▶ [TASK OBJECTIVE] All of the data below is to be repeated exactly, except for the pictures.

▶ [SOURCE INFORMATION]
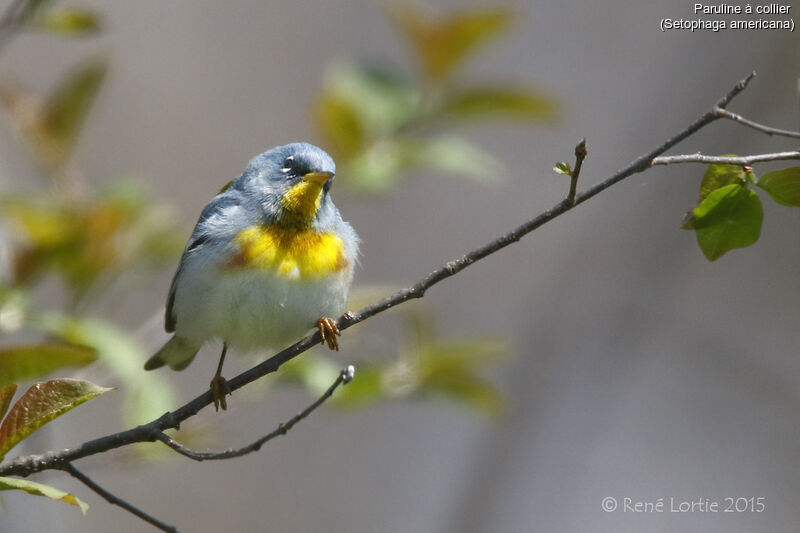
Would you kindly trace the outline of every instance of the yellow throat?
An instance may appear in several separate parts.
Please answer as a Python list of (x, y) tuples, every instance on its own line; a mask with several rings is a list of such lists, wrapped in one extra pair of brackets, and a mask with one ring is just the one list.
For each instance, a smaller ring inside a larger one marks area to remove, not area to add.
[(281, 205), (285, 225), (308, 226), (322, 203), (322, 183), (303, 180), (283, 195)]
[(234, 242), (239, 253), (228, 266), (268, 271), (289, 279), (313, 279), (348, 266), (344, 243), (331, 233), (318, 233), (311, 221), (322, 202), (322, 184), (301, 181), (281, 198), (280, 221), (251, 226)]

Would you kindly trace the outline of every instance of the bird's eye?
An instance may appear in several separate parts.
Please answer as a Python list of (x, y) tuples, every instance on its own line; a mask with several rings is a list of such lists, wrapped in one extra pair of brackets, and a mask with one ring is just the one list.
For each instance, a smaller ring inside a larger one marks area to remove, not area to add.
[(294, 174), (295, 170), (295, 160), (294, 156), (290, 155), (286, 159), (283, 160), (283, 167), (281, 168), (281, 172), (286, 175)]

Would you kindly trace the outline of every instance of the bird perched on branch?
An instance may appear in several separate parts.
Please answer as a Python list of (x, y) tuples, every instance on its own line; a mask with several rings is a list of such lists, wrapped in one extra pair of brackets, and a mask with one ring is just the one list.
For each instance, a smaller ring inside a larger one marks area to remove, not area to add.
[(358, 237), (330, 197), (336, 165), (308, 143), (255, 157), (203, 209), (167, 298), (173, 337), (146, 370), (183, 370), (203, 344), (222, 341), (211, 393), (219, 410), (230, 393), (222, 365), (229, 346), (281, 346), (315, 325), (332, 350), (345, 308)]

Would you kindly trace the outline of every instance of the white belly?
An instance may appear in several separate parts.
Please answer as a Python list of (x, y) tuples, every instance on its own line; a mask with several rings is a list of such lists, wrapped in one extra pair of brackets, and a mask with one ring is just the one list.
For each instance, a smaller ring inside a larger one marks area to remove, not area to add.
[(315, 279), (247, 269), (218, 272), (213, 280), (208, 271), (194, 274), (177, 288), (176, 333), (196, 342), (216, 338), (239, 350), (280, 348), (321, 317), (338, 317), (353, 276), (352, 268)]

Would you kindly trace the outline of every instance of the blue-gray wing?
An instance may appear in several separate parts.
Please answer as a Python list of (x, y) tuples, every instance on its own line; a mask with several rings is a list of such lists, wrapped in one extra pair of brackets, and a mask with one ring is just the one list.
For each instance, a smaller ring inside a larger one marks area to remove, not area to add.
[(228, 242), (240, 229), (255, 223), (258, 212), (245, 209), (243, 195), (236, 190), (228, 189), (211, 200), (200, 214), (200, 219), (192, 231), (192, 236), (186, 243), (178, 268), (172, 277), (167, 296), (167, 311), (164, 315), (164, 329), (167, 333), (175, 331), (177, 317), (175, 316), (175, 293), (184, 265), (192, 260), (192, 255), (199, 252), (204, 246), (218, 242)]

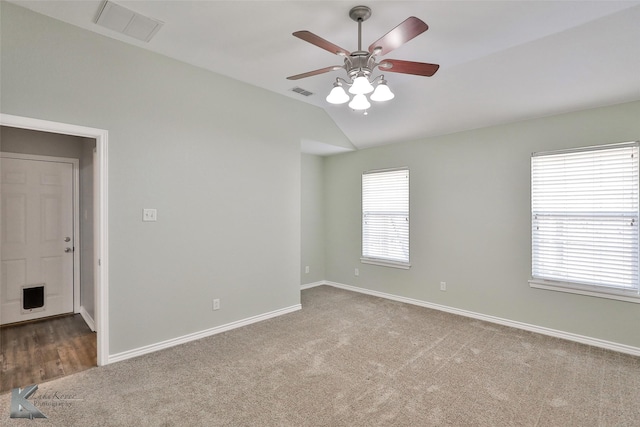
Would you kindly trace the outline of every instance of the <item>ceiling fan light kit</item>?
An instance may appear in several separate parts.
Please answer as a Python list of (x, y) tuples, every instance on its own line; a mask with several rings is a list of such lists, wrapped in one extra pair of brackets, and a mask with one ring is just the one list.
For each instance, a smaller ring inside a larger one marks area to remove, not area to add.
[(364, 94), (359, 93), (353, 97), (353, 99), (349, 103), (349, 107), (351, 107), (353, 110), (366, 111), (371, 107), (371, 103), (369, 102), (367, 97), (364, 96)]
[(391, 92), (391, 89), (387, 86), (387, 81), (383, 78), (380, 80), (380, 83), (378, 83), (378, 86), (376, 86), (376, 90), (373, 91), (370, 98), (372, 101), (384, 102), (392, 100), (395, 98), (395, 95)]
[(352, 95), (365, 95), (373, 92), (373, 85), (369, 83), (369, 79), (363, 72), (360, 72), (358, 76), (353, 79), (353, 83), (349, 88), (349, 93)]
[(342, 83), (336, 81), (333, 84), (333, 89), (331, 89), (331, 92), (329, 92), (326, 99), (329, 104), (344, 104), (345, 102), (349, 102), (349, 99), (351, 98), (349, 98), (347, 92), (344, 91)]
[[(375, 102), (384, 102), (395, 97), (383, 75), (372, 78), (372, 73), (376, 68), (391, 73), (413, 74), (425, 77), (430, 77), (438, 71), (438, 64), (397, 59), (383, 59), (380, 62), (376, 62), (377, 56), (386, 55), (427, 31), (429, 27), (420, 19), (415, 16), (407, 18), (400, 25), (372, 43), (368, 50), (362, 50), (362, 23), (371, 17), (371, 9), (367, 6), (356, 6), (349, 11), (349, 17), (358, 23), (358, 50), (349, 52), (309, 31), (296, 31), (293, 33), (295, 37), (344, 57), (344, 64), (297, 74), (287, 77), (287, 79), (298, 80), (344, 69), (347, 72), (348, 80), (341, 77), (336, 78), (333, 89), (331, 89), (326, 100), (330, 104), (344, 104), (351, 100), (348, 104), (349, 107), (357, 111), (364, 110), (366, 115), (367, 110), (371, 107), (369, 99)], [(354, 95), (353, 99), (345, 91), (345, 86), (348, 87), (348, 92)], [(369, 93), (371, 95), (367, 99), (366, 95)]]

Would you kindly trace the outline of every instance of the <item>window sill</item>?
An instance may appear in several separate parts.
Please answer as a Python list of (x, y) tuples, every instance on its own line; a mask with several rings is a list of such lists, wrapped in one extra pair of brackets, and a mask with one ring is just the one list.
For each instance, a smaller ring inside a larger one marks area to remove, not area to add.
[(363, 264), (379, 265), (382, 267), (400, 268), (402, 270), (408, 270), (411, 268), (411, 264), (408, 262), (388, 261), (384, 259), (360, 258), (360, 262)]
[(551, 280), (531, 279), (529, 286), (536, 289), (546, 289), (550, 291), (568, 292), (572, 294), (588, 295), (591, 297), (615, 299), (618, 301), (633, 302), (640, 304), (640, 295), (633, 291), (623, 291), (617, 289), (603, 289), (597, 286), (579, 285), (575, 283), (554, 282)]

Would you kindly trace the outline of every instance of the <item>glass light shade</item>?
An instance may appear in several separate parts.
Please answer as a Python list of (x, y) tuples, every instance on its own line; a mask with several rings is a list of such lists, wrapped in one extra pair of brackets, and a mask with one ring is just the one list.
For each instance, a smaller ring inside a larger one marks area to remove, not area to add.
[(369, 83), (369, 79), (365, 76), (358, 76), (349, 88), (349, 92), (354, 95), (364, 95), (373, 92), (373, 86)]
[(376, 86), (376, 90), (371, 94), (371, 100), (378, 102), (388, 101), (390, 99), (393, 99), (394, 97), (395, 95), (393, 94), (393, 92), (391, 92), (389, 86), (387, 86), (387, 84), (383, 82), (378, 84), (378, 86)]
[(342, 86), (334, 86), (326, 99), (330, 104), (344, 104), (349, 100), (349, 95), (347, 95)]
[(371, 103), (366, 96), (364, 96), (363, 94), (358, 94), (353, 97), (353, 99), (349, 103), (349, 107), (353, 108), (354, 110), (366, 110), (367, 108), (371, 107)]

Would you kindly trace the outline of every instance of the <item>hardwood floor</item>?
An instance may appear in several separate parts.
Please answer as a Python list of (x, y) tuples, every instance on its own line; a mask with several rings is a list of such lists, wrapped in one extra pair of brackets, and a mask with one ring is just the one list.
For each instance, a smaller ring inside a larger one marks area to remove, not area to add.
[(96, 366), (96, 334), (79, 314), (0, 327), (0, 393)]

▶ [FINISHED TASK]
Would you kindly trace the outline of every instance of the yellow throat?
An instance may appear in several separate parts.
Please answer as a Python list of (x, y) tuples, every instance on its own line; a mask with several rings is a list of such lists, wrapped in one extra pair of brackets, and a mask with one ring is just the one list.
For each instance, a smaller ring inside a larger one marks area to remove, not area to add.
[(281, 205), (285, 225), (308, 226), (322, 203), (322, 183), (303, 180), (283, 195)]
[(234, 242), (239, 253), (228, 266), (268, 271), (289, 279), (313, 279), (348, 266), (344, 243), (331, 233), (318, 233), (311, 221), (322, 202), (322, 184), (301, 181), (281, 198), (280, 221), (251, 226)]

Would you kindly trace the outline of every instance of the bird's eye?
An instance may appear in several separate parts.
Please answer as a Python list of (x, y) tuples, every instance on its own line; a mask with several rings is a list of such lists, wrapped in one extra pair of brackets, and a mask with one ring is just the one list.
For each instance, a smaller ring inside a larger one marks area to remove, not area to add.
[(294, 174), (295, 170), (295, 160), (294, 156), (290, 155), (286, 159), (283, 160), (283, 167), (281, 168), (281, 172), (286, 175)]

Would you kindly trace the outline of every instance of the bird perched on branch?
An instance may appear in several separate parts.
Please answer as a Python list of (x, y) tuples, every instance on its own line; a mask with several rings is a list of such lists, wrapped in one extra pair of brackets, and a mask with one ring is just the one list.
For each instance, a smaller ring inside a larger one marks area to remove, not area to add.
[(358, 237), (330, 197), (336, 165), (308, 143), (255, 157), (203, 209), (167, 298), (173, 337), (146, 370), (183, 370), (203, 344), (222, 341), (211, 393), (219, 410), (230, 393), (222, 365), (229, 346), (281, 346), (315, 325), (332, 350), (345, 308)]

Would you kindly trace the outline of every instance of the white belly?
An instance may appear in several separate parts.
Please answer as a Python list of (x, y) tuples, every instance on its own line; a mask with several rings is a list of such lists, wrapped in one extra pair of brackets, and a mask with one ring is just the one list.
For each instance, a smaller ring inside a larger one marks area to remove, not area to add.
[(315, 279), (247, 269), (218, 272), (213, 280), (208, 271), (194, 274), (177, 288), (176, 333), (196, 342), (216, 338), (239, 350), (280, 348), (321, 317), (338, 317), (353, 276), (352, 268)]

Would you kindly trace the outline of every instance of the blue-gray wing?
An instance may appear in several separate parts.
Please answer as a Python list of (x, y) tuples, every instance on its own line; a mask with several rings is a list of such lists, wrapped in one extra pair of brackets, and a mask with one ring is just the one list.
For each instance, a smaller ring inside a larger one marks area to remove, not area to add.
[(228, 242), (240, 229), (255, 223), (258, 212), (245, 209), (243, 195), (236, 190), (228, 189), (211, 200), (200, 214), (200, 219), (192, 231), (192, 236), (186, 243), (178, 268), (172, 277), (167, 296), (167, 311), (164, 315), (164, 329), (167, 333), (175, 331), (177, 317), (175, 316), (175, 293), (184, 265), (192, 260), (192, 255), (199, 252), (204, 246), (218, 242)]

Would you kindly trace the outline of every instance of the <item>ceiling fan light kit</item>?
An instance may appear in several separate parts.
Please answer as a Python list of (x, y) tuples, every instance on its own line; a mask with several rings is a list of such lists, wrapped in one extra pair of brackets, and a mask with one ring is just the one list.
For each instance, a smaller ring inside a larger one marks area to remove, not area to add.
[(364, 94), (359, 93), (353, 97), (353, 99), (349, 103), (349, 107), (351, 107), (353, 110), (366, 111), (371, 107), (371, 103), (369, 102), (367, 97), (364, 96)]
[(391, 92), (391, 89), (387, 86), (387, 81), (383, 78), (380, 80), (380, 83), (378, 83), (378, 86), (376, 86), (376, 90), (373, 91), (370, 98), (372, 101), (384, 102), (392, 100), (395, 98), (395, 95)]
[(352, 95), (365, 95), (373, 92), (373, 85), (369, 83), (369, 79), (363, 72), (360, 72), (358, 76), (353, 79), (353, 83), (349, 88), (349, 93)]
[(342, 83), (336, 81), (333, 84), (333, 89), (331, 89), (331, 92), (329, 92), (326, 99), (329, 104), (344, 104), (345, 102), (349, 102), (349, 99), (351, 98), (349, 98), (347, 92), (344, 91)]
[[(375, 102), (384, 102), (395, 97), (383, 75), (372, 78), (372, 73), (376, 68), (391, 73), (413, 74), (425, 77), (430, 77), (438, 71), (438, 64), (397, 59), (383, 59), (380, 62), (376, 62), (377, 56), (386, 55), (427, 31), (429, 27), (420, 19), (415, 16), (407, 18), (400, 25), (372, 43), (368, 50), (362, 50), (362, 23), (371, 17), (371, 9), (367, 6), (356, 6), (349, 11), (349, 17), (358, 23), (358, 50), (349, 52), (309, 31), (296, 31), (293, 33), (295, 37), (344, 57), (344, 64), (297, 74), (287, 77), (287, 79), (298, 80), (344, 69), (347, 72), (348, 80), (341, 77), (336, 78), (333, 89), (331, 89), (326, 100), (330, 104), (344, 104), (351, 100), (348, 104), (349, 107), (357, 111), (364, 110), (366, 115), (367, 110), (371, 107), (369, 99)], [(354, 95), (353, 99), (345, 91), (345, 86), (348, 87), (348, 92)], [(369, 93), (371, 95), (367, 99), (366, 95)]]

Would you kindly trace the outline of every instance of the <item>window sill</item>?
An instance may appear in several separate parts.
Please answer as a Python list of (x, y) tuples, every instance on its own line; a mask with several rings is a list of such lists, wrapped in one extra pair of brackets, and a mask with one ring is just the one list.
For each instance, a smaller ring inside a larger one marks area to remove, not area to add.
[(363, 264), (379, 265), (382, 267), (400, 268), (402, 270), (408, 270), (411, 268), (411, 264), (408, 262), (388, 261), (384, 259), (360, 258), (360, 262)]
[(551, 280), (531, 279), (529, 286), (536, 289), (546, 289), (550, 291), (568, 292), (572, 294), (588, 295), (591, 297), (615, 299), (618, 301), (633, 302), (640, 304), (640, 295), (633, 291), (623, 291), (617, 289), (603, 289), (597, 286), (579, 285), (575, 283), (554, 282)]

Would you kindly trace the outline of every instance of the <item>glass light shade</item>?
An instance may appear in several separate parts.
Please answer as a Python list of (x, y) tuples, every instance on its own line; a mask with several rings is a list of such lists, wrapped in one extra pair of brackets, and a mask with one ring is just the one list.
For each instance, a smaller ring inside a larger one marks area to remove, not area to add.
[(369, 83), (369, 79), (365, 76), (358, 76), (349, 88), (349, 92), (354, 95), (364, 95), (373, 92), (373, 86)]
[(376, 86), (376, 90), (371, 94), (371, 100), (378, 102), (388, 101), (390, 99), (393, 99), (394, 97), (395, 95), (393, 94), (393, 92), (391, 92), (389, 86), (387, 86), (387, 84), (383, 82), (378, 84), (378, 86)]
[(342, 86), (334, 86), (326, 99), (330, 104), (344, 104), (349, 100), (349, 95), (347, 95)]
[(371, 103), (366, 96), (364, 96), (363, 94), (358, 94), (353, 97), (353, 99), (349, 103), (349, 107), (353, 108), (354, 110), (366, 110), (367, 108), (371, 107)]

Would you kindly trace the outline of every instance of the <item>hardwood floor</item>?
An instance may appear in several separate parts.
Please answer as a Python list of (x, y) tuples, every instance on its own line; a mask with several rings is a list of such lists, wrapped in one extra pair of brackets, and a mask with one ring is just the one list.
For each instance, a smaller ring inside a larger one marks area to remove, not area to add.
[(96, 366), (96, 334), (79, 314), (0, 327), (0, 393)]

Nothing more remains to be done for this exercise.